# Activity 1:
Locate every line in the rows below that contains the string "order", and copy each of those lines.

# Text provided:
================================

A few years back, my then-high-school-attending son received a detention. Not for inappropriate language or behaviour, but solely because his shirt-tail was untucked. Although I allow some room in his narration of his universe for embellishment and even, at times, truth-twisting, I believed him on this one. And that is because, over the several years previous, I had become acquainted with the Uniformists.
My children all went to public schools, and their elementary and high schools promulgated strict dress codes. From the outset, I was never completely in favour of all this uniformity. Being a child of the 60s, I was required to wear a tunic for precisely one year, which was abandoned after it was “recognized” that this “stifled self-expression and creativity.” I use quotation marks because the received wisdom in these Oh-Oh years is quite different – now, uniforms are supposed to “create an environment conducive to learning,” a sense of “community among students,” and, not least, a muting of the intense competitive consumerism that lurks among the bad memories of we who are now parents ourselves. Fair enough; the schools my children frequented were good schools, and they were fixed (fixated?) on uniforms. So I could hardly join these communities hoping to make them conform to my thinking. But that didn’t mean I couldn’t ask questions. And, with that detention fresh in my mind, the question became: How uniform is uniform enough? One of the schools insisted on a certain type of shoe, the other that white oxford-style shirts or t-shirts are no longer acceptable, only polo shirts, with the knit collars and the three buttons. There was always some newer affectation, for example that shirts be monogrammed with the school name/logo.
Our high school is blessed to have a devoted cadre of volunteers who organized and ran the uniform store, generating tens of thousands of dollars a year, all of which was spent on the kids. These monies provide many bits and pieces which are really the school board’s sadly neglected responsibility (new musical instruments, a paint job more often than once every seven years, equipment for classrooms, computers, libraries, etc., etc.) and some true luxuries (lavish graduation exercises, an unbelievable number of academic prizes for graduates, international exchange trips). So uniforms also functioned as an invisible school fee, over and above the taxes that we all contributed. Fair enough, but maybe we should be more up-front about this. Maybe, too, we should organize to demand more money from our governments, or for better use of the existing funds from our school boards.

================================

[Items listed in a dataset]

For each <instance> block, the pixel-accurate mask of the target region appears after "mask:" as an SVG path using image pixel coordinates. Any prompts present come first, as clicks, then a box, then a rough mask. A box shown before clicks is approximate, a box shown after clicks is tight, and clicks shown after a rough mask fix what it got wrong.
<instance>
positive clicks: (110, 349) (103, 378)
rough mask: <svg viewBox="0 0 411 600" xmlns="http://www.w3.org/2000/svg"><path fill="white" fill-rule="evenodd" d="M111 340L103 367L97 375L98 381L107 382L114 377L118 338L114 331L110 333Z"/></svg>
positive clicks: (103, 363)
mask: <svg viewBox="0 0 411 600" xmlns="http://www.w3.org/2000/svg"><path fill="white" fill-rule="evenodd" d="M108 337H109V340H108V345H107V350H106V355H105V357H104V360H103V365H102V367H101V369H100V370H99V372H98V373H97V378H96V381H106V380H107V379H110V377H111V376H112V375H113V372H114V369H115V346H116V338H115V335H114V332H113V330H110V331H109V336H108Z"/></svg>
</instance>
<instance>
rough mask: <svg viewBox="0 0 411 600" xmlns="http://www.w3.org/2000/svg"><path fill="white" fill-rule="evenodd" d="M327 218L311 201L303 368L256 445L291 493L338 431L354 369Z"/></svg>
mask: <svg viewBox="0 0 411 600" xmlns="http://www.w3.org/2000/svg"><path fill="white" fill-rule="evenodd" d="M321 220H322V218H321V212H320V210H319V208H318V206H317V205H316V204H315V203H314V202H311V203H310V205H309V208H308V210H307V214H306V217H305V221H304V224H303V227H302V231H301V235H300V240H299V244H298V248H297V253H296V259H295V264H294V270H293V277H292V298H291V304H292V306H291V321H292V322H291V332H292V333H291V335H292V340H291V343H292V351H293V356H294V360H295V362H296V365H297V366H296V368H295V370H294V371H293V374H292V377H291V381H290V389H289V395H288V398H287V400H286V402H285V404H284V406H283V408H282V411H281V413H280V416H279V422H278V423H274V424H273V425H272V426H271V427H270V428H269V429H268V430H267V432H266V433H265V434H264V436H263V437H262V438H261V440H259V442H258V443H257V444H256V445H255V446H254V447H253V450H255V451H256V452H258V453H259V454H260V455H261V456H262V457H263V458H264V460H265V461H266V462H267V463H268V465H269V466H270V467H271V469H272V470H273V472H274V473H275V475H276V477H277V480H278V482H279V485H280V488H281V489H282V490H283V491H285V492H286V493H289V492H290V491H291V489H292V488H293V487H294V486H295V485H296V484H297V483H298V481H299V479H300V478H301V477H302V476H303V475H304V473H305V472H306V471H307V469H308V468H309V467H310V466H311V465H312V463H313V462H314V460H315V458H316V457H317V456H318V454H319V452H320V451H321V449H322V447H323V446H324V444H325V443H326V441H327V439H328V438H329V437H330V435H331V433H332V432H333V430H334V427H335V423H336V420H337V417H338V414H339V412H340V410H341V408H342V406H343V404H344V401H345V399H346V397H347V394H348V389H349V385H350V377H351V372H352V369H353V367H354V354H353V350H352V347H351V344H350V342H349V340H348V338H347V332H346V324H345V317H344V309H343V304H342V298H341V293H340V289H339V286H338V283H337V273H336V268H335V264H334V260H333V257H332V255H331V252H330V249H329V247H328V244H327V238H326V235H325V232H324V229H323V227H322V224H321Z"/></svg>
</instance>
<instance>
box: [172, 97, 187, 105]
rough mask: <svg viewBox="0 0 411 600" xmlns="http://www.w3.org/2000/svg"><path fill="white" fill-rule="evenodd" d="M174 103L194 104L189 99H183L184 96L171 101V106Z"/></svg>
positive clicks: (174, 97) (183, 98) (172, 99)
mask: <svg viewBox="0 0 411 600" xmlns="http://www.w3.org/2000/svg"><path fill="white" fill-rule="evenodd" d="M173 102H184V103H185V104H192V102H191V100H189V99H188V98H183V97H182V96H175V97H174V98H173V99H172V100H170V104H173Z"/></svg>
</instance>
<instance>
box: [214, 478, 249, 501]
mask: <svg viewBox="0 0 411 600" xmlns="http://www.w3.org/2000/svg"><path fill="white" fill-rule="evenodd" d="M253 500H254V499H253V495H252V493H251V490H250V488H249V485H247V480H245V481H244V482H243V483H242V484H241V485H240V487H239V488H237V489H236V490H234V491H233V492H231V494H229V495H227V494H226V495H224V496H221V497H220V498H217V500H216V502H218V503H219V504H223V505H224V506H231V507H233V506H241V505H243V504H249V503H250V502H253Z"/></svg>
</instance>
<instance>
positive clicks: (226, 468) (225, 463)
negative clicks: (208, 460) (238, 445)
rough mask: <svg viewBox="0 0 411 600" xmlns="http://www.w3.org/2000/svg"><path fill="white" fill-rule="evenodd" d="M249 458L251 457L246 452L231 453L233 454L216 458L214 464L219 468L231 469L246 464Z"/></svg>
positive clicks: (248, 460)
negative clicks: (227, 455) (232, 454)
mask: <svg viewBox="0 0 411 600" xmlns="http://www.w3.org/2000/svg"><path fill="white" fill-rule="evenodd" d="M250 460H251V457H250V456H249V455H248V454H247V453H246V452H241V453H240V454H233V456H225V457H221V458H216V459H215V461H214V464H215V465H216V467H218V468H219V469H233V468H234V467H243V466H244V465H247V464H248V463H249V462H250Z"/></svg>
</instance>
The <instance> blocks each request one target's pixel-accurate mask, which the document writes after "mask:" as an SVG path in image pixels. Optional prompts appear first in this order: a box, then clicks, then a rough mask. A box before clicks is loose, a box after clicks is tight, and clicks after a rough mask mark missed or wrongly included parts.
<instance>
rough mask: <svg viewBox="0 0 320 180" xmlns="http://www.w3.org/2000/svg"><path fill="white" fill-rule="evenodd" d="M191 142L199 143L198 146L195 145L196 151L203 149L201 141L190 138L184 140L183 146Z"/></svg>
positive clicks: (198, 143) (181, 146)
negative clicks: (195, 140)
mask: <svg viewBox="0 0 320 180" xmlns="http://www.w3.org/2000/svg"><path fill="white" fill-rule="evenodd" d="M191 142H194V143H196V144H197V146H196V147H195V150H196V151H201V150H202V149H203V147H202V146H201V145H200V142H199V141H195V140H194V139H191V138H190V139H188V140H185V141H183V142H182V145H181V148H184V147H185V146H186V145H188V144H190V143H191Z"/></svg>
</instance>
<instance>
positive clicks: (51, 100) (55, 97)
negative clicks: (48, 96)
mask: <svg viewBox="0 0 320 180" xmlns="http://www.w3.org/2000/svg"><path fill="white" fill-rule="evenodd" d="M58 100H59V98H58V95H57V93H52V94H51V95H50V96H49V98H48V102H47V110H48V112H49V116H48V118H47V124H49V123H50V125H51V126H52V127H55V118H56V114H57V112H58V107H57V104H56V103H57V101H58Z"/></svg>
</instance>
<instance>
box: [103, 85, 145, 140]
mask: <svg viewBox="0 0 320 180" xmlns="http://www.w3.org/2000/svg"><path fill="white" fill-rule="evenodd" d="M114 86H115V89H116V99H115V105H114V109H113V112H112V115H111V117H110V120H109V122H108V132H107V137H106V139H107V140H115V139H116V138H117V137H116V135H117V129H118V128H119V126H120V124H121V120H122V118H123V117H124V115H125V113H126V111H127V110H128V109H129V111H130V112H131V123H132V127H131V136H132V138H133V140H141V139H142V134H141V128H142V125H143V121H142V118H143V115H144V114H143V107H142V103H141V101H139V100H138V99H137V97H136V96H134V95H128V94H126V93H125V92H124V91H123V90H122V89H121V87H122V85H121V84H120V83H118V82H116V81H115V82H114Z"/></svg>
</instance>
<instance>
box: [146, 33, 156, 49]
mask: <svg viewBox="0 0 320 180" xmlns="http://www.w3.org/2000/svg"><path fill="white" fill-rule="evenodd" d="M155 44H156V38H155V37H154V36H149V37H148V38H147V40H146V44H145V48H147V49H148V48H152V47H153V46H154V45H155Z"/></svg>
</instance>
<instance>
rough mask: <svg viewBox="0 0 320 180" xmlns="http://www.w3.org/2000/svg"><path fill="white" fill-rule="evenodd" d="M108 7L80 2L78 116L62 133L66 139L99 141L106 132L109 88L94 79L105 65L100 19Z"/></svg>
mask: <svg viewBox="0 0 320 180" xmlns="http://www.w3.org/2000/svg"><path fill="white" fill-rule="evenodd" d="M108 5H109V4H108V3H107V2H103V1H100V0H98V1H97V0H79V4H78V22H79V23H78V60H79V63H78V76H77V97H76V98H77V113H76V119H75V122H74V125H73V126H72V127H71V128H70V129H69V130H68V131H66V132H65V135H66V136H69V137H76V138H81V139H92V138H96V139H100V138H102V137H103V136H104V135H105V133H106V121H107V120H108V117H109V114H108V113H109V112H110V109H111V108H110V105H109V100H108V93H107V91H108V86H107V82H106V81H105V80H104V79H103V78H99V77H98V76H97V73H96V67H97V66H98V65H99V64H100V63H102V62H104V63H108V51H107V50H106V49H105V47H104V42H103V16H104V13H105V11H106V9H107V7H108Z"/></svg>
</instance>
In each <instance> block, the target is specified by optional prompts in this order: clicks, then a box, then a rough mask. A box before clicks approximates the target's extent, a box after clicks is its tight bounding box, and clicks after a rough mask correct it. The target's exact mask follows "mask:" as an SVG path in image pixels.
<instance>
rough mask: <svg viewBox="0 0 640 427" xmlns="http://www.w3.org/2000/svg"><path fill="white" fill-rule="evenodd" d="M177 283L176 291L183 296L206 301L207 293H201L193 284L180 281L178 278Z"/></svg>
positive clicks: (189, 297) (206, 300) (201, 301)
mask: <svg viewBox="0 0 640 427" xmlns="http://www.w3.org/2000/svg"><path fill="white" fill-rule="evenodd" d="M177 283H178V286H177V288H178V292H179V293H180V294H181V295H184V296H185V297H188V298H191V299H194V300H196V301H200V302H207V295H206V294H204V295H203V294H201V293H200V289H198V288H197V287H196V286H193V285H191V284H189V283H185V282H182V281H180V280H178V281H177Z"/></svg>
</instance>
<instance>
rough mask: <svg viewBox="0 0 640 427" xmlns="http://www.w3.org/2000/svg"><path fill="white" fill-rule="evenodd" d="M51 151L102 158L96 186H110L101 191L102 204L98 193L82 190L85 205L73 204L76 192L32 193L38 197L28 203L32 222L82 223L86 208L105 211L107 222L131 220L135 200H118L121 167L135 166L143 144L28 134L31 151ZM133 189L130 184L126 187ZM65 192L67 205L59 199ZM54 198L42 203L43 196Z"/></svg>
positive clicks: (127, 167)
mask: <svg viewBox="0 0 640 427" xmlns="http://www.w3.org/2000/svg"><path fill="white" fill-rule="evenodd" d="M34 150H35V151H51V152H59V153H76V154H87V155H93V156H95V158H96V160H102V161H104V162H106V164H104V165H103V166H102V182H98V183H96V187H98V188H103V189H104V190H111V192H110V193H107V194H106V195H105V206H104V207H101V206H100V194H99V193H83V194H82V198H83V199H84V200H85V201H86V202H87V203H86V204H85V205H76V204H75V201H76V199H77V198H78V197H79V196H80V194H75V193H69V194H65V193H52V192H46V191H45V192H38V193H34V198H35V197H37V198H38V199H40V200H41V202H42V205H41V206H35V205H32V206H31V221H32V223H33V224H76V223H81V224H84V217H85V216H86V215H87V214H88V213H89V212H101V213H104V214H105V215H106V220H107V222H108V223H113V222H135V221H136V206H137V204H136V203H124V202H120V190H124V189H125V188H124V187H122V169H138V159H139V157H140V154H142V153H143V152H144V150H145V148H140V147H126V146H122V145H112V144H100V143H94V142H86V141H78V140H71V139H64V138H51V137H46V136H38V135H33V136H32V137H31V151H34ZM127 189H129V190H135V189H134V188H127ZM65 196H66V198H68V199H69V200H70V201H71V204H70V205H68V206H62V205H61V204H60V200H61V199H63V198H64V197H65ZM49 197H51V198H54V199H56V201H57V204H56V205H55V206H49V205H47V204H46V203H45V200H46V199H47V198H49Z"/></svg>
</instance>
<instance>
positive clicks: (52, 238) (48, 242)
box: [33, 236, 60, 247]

================================

# Activity 2:
Summarize the essay on school uniforms above in two sentences.

# Task result 1:
The <instance> blocks each request one target's pixel-accurate mask, which the document writes after "mask:" as an SVG path in image pixels. Optional prompts appear first in this order: a box, then clicks, then a rough mask. A box before clicks is loose, a box after clicks is tight, and clicks after a rough mask mark missed or wrongly included parts.
In each <instance> block, the target is specified by optional prompts in this order: clicks, then a box, then a rough mask. A box before clicks approximates the target's extent, a box after clicks is its tight bounding box, and clicks after a rough mask correct it. The target's exact mask follows "mask:" as an SVG path in image pixels.

# Task result 2:
After the writer's son got a detention solely for an untucked shirt-tail, the writer, a parent, questioned how uniform is uniform enough, noting how the official reasons for uniforms have changed and how the schools kept adding new requirements. The writer also points out that the volunteer-run uniform store raises tens of thousands of dollars a year for the high school, making uniforms an invisible school fee, and suggests being more up-front about this and pressing governments and school boards for more money or better use of existing funds.